What is needed: Reproduce the material below word for word, keeping every line as it appears.

───── Input material ─────

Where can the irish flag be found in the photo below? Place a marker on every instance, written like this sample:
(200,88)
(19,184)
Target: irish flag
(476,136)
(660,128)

─────

Solution:
Where can the irish flag be found in the photo below? Place a marker on every instance, written like this sample:
(200,88)
(19,184)
Target: irish flag
(476,136)
(660,128)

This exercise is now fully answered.